(Instruction):
Filter the data below so that only the lines containing the string "background" remain, and copy those lines. Matching is case-sensitive.

----- Record excerpts -----

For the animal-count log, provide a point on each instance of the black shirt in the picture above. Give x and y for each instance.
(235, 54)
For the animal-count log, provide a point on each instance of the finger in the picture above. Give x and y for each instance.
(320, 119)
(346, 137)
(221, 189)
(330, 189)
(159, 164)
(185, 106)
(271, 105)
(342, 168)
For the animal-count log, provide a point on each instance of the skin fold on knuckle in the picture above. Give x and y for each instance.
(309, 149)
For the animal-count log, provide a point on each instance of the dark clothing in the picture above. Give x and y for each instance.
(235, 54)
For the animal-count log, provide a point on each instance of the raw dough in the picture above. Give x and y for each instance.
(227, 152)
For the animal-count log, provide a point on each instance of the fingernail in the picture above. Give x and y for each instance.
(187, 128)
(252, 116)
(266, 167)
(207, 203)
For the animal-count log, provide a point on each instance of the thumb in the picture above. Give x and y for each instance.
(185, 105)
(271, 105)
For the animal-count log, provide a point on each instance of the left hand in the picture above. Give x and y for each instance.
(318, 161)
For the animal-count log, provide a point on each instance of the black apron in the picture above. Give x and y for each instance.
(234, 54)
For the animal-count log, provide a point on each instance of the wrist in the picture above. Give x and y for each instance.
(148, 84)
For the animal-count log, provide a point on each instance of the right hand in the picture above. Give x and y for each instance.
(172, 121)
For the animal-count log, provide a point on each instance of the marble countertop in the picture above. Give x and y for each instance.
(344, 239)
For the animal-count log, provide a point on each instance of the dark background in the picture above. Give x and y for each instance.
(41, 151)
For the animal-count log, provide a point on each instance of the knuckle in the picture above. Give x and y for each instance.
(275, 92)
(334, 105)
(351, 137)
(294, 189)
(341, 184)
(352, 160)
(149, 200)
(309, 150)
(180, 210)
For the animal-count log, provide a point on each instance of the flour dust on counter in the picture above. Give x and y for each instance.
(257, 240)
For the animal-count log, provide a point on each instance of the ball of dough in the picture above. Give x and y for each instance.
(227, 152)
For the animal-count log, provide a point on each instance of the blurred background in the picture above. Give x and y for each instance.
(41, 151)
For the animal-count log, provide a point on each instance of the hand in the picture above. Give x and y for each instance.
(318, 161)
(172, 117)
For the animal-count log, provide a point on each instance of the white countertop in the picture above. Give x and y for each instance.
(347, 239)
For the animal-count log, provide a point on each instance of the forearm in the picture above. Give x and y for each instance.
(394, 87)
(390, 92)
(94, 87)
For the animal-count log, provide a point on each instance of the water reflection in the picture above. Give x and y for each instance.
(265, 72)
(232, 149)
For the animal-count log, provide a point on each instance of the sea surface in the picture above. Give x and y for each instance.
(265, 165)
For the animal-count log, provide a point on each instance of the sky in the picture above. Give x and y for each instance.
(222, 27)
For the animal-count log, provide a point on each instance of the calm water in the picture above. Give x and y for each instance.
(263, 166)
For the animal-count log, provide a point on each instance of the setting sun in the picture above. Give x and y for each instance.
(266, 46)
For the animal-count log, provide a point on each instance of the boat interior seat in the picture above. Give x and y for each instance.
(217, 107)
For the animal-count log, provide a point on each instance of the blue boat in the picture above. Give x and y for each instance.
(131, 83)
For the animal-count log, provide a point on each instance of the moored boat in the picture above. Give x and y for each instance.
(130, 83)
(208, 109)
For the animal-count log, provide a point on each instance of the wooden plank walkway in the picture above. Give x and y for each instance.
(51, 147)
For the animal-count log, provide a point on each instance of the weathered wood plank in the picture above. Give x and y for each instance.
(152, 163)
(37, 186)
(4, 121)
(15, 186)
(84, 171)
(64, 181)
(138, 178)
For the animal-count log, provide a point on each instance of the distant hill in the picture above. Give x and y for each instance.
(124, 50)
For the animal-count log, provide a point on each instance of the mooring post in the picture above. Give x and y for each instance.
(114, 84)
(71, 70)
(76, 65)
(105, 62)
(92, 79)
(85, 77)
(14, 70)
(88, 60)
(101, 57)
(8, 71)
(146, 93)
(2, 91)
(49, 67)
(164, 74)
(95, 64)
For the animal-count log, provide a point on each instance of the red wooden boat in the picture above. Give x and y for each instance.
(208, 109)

-----
----- Record excerpts -----

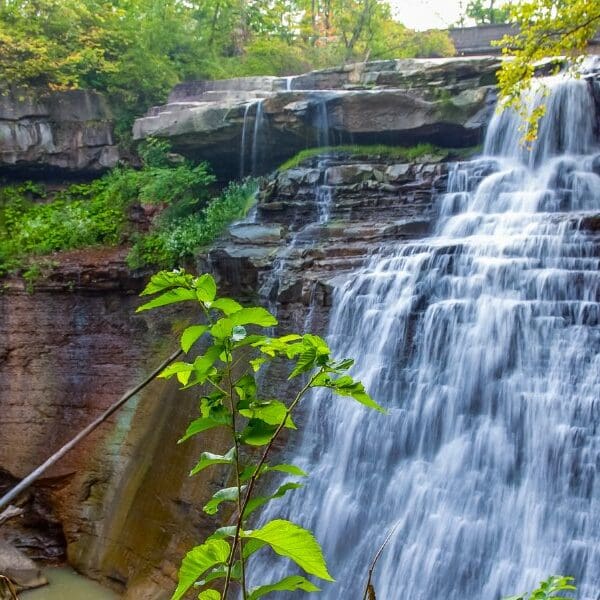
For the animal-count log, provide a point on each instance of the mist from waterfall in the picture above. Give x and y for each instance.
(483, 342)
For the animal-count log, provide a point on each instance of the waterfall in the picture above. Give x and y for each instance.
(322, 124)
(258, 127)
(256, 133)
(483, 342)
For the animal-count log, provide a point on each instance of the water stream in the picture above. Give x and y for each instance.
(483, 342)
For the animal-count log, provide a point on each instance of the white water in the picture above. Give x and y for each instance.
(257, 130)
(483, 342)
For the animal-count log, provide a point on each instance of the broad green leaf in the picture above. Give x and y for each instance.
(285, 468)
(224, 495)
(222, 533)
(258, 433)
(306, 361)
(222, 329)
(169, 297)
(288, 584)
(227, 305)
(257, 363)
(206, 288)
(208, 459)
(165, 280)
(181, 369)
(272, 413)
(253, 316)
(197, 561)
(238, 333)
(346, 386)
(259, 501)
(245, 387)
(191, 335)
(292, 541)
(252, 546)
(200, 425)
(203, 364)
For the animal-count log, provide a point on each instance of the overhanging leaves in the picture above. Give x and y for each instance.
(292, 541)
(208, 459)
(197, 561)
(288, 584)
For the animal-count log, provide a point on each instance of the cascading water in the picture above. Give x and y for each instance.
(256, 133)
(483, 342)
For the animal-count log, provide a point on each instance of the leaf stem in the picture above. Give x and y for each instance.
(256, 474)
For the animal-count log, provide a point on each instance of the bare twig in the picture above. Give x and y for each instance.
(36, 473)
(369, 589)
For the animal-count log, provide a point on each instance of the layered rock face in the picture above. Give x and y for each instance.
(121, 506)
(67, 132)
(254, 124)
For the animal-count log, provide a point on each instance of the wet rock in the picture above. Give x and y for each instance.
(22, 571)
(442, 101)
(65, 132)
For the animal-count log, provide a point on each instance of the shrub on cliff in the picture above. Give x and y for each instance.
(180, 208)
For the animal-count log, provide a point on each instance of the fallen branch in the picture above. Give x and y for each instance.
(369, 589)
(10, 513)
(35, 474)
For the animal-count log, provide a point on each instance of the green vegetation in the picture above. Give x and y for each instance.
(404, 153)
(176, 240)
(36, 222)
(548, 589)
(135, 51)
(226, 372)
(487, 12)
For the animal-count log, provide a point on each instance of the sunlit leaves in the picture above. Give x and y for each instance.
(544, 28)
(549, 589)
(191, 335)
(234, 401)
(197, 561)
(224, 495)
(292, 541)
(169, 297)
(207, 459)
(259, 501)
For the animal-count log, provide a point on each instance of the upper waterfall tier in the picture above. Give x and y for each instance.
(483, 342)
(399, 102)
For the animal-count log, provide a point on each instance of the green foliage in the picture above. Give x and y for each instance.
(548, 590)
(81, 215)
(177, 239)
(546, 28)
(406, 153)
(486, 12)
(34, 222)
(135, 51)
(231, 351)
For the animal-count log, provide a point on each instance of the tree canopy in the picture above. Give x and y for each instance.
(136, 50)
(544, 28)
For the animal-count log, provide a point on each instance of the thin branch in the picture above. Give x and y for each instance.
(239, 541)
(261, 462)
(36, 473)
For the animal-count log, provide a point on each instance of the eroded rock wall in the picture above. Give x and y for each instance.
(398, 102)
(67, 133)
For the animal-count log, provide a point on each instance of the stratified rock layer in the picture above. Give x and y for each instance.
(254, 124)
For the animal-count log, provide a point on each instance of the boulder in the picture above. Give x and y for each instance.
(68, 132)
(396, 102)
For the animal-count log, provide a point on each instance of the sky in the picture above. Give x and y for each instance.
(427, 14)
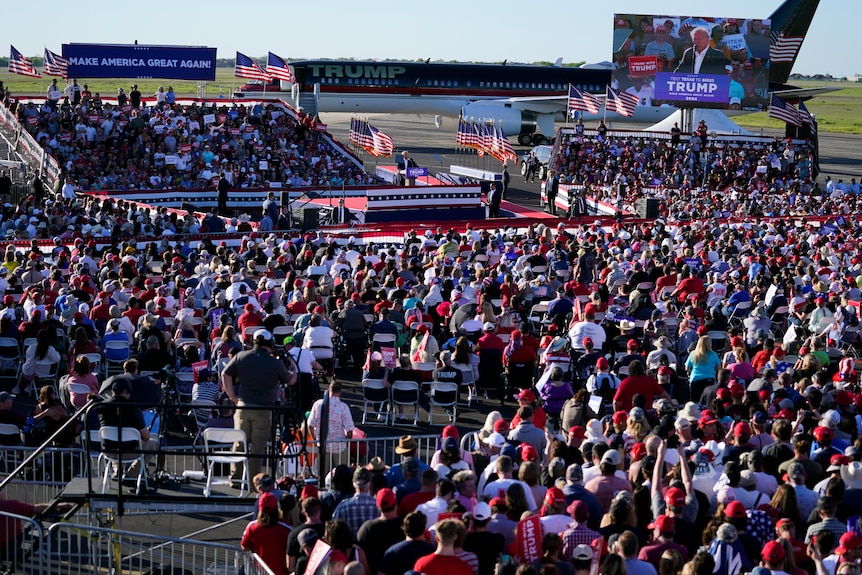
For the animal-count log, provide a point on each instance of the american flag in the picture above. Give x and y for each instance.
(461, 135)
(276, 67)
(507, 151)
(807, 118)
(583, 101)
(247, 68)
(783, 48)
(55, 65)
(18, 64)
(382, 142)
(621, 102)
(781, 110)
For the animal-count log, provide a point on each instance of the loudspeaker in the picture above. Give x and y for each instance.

-----

(Worked solution):
For the animal-count log, provide a point on each instance of the dark background in the picture above. Give x and y for each instance.
For the animal-count log, provide a point on each instance of the blurred background in the picture above. Give x and y for each instance.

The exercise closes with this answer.